Extrait choisi —
Des relevés au cours des dernières décennies ont montré que les océans absorbaient davantage de CO₂ qu’avant la révolution industrielle. Le niveau moyen de saturation en aragonite (un minéral composé de carbonate de calcium), estimé à 20 % durant cette période, a donc été établi par les scientifiques comme seuil de référence pour la limite planétaire d’acidification océanique.
« L’acidification des océans n’est pas seulement une crise environnementale : c’est une bombe à retardement pour les écosystèmes marins et les économies côtières. Avec l’acidification croissante de nos mers, nous assistons à la perte d’habitats essentiels dont dépendent d’innombrables espèces marines, ce qui a des conséquences sociétales et économiques majeures », souligne, dans un communiqué, Steve Widdicombe, du Plymouth Marine Laboratory (PML), également coprésident de GOA-ON (le Réseau mondial d’observation de l’acidification des océans) et co-point focal de la cible 3 de l’Objectif de développement durable (ODD) 14 des Nations Unies.
Les récifs coralliens, qui abritent environ 25 % de la biodiversité marine, sont particulièrement menacés. Leur fragilisation entraînerait des répercussions massives sur les espèces marines qu’ils hébergent, mais aussi sur les économies côtières. « Des récifs coralliens qui soutiennent le tourisme aux industries de coquillages qui soutiennent les communautés côtières, nous mettons en jeu la biodiversité et des milliards de dollars de valeur économique chaque jour où nous tardons à agir », prévient-il.
Alors qu’on pensait que les océans n’avaient pas encore franchi leur limite d’acidification, l’équipe de la nouvelle étude démontre qu’elle avait en réalité été dépassée il y a déjà au moins cinq ans, dans de nombreuses parties du globe. Pour parvenir à cette conclusion, les chercheurs ont utilisé des mesures physiques et chimiques du niveau d’acidité de la couche supérieure des océans. Ils ont également procédé à des modélisations informatiques avancées et à des analyses in situ de la vie marine.

Enregistrements de données
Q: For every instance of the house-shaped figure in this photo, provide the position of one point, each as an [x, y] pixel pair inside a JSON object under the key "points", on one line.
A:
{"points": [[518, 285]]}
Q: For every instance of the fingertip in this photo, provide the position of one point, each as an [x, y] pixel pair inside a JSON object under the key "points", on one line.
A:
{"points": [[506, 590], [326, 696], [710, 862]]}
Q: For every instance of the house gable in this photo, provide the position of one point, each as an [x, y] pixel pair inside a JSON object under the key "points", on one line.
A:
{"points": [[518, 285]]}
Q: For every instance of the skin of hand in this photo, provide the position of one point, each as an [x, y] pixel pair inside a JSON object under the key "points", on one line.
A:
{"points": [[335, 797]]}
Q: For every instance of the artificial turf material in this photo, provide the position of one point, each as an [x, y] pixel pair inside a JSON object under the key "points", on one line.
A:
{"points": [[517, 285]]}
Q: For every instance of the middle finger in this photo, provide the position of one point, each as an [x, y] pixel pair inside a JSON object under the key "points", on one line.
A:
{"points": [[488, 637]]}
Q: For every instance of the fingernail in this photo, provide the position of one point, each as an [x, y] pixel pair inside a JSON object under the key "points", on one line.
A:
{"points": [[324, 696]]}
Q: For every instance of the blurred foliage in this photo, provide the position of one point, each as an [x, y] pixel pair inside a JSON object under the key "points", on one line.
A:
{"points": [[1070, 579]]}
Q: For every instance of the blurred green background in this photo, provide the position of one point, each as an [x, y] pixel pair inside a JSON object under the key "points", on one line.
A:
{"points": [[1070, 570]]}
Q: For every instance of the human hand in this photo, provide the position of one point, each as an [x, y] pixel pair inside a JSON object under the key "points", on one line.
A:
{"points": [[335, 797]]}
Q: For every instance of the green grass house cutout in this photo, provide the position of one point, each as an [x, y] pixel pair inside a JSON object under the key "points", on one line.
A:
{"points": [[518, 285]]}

Consigne — Modifiez le passage de l'extrait sur l'acidification des océans allant de « Des relevés au » jusqu'à « planétaire d’acidification océanique. » en y remplaçant « scientifiques » par « chercheurs ». Les enregistrements forment un matériau distinct de l'extrait.

Réponse —
Des relevés au cours des dernières décennies ont montré que les océans absorbaient davantage de CO₂ qu’avant la révolution industrielle. Le niveau moyen de saturation en aragonite (un minéral composé de carbonate de calcium), estimé à 20 % durant cette période, a donc été établi par les chercheurs comme seuil de référence pour la limite planétaire d’acidification océanique.